**GIVEN TEXT**
------------------------------------------------

Many ideas for the next blog post have come and gone, piling up in my pocket notebook like shouts heard dimly across a room. I will probably never explore them, because the thing I have been focused on lately has been growth.

I realized the other week that the time had come to start scheduling more carving into each day. I started out the year with a goal of making $35-50 a day of spoons and blanks, and lately I seem to be hitting somewhere between that and $75, depending. I now have a two month long waiting list, and I anticipate closing this year's books sometime in August, to give me time to fulfill all my commitments before pivoting to the Christmas tree farm.

I've been thinking a lot about how to grow my business, and the most obvious place to start was to push myself to make more each day. So I bought a new monthly planner and rewrote the two months of work, booking at least $100 a day, with a lighter day on Mondays when I go help my grandmother for a few hours. This has really started to squeeze the rest of my obligations, taking care of the house, the dogs, the editing I do and generally keeping things running on an even keel.

I don't want to put myself in a position of imbalance, but the reason I pushed to do this was because I realized that no one was going to do it for me. If more and more work comes in, but I just schedule it out in the future more, then I'm not actually making more, right? I just have more work lined up.

------------------------------------------------

**Records from a dataset**
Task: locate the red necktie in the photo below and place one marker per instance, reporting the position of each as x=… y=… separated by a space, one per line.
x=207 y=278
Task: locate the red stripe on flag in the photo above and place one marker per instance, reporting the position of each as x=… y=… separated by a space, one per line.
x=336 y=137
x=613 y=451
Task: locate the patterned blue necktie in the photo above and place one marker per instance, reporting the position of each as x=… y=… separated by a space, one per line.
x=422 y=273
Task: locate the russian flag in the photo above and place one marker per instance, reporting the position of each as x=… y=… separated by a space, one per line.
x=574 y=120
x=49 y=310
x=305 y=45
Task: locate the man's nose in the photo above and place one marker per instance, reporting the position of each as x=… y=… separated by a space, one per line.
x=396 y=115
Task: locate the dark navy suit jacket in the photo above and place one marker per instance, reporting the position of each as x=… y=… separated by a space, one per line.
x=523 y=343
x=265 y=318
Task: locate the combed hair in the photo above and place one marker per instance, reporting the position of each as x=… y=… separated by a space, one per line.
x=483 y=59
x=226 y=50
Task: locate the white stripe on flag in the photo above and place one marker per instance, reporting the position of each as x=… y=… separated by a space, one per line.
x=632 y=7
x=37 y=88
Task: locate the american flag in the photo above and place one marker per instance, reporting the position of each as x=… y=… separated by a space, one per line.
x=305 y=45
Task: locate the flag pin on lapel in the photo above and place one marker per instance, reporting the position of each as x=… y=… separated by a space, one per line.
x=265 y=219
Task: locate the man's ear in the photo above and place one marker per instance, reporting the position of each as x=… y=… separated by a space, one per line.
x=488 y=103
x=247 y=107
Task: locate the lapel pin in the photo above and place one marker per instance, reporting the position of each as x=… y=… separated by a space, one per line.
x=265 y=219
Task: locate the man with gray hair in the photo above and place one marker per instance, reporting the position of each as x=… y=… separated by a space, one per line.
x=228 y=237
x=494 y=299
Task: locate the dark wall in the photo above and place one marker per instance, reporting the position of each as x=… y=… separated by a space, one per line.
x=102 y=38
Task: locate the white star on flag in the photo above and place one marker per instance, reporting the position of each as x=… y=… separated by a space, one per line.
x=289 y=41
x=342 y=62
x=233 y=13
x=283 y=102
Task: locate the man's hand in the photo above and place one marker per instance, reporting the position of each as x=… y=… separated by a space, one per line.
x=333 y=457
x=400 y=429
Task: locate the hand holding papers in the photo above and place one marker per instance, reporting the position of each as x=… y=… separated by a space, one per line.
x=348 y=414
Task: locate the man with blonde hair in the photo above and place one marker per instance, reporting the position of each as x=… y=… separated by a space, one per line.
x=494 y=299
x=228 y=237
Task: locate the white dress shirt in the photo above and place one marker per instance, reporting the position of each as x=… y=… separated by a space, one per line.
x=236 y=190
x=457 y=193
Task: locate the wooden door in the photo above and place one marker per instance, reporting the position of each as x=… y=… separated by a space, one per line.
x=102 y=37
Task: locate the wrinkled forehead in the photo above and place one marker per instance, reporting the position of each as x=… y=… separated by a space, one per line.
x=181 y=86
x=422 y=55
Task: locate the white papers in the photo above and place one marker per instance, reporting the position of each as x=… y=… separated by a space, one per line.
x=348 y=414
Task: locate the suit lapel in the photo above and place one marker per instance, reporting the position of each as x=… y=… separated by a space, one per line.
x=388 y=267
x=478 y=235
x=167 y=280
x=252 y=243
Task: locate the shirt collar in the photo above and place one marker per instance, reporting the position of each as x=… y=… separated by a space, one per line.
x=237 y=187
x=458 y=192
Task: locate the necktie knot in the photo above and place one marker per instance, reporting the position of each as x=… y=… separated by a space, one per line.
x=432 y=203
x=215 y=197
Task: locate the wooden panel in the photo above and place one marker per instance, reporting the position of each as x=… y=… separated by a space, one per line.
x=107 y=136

------------------------------------------------

**OBJECTIVE**
In the post on growing a carving business, how many dollars a day does the rewritten two-month schedule book at minimum? The data has nothing to do with this.

**OUTPUT BELOW**
At least $100 a day.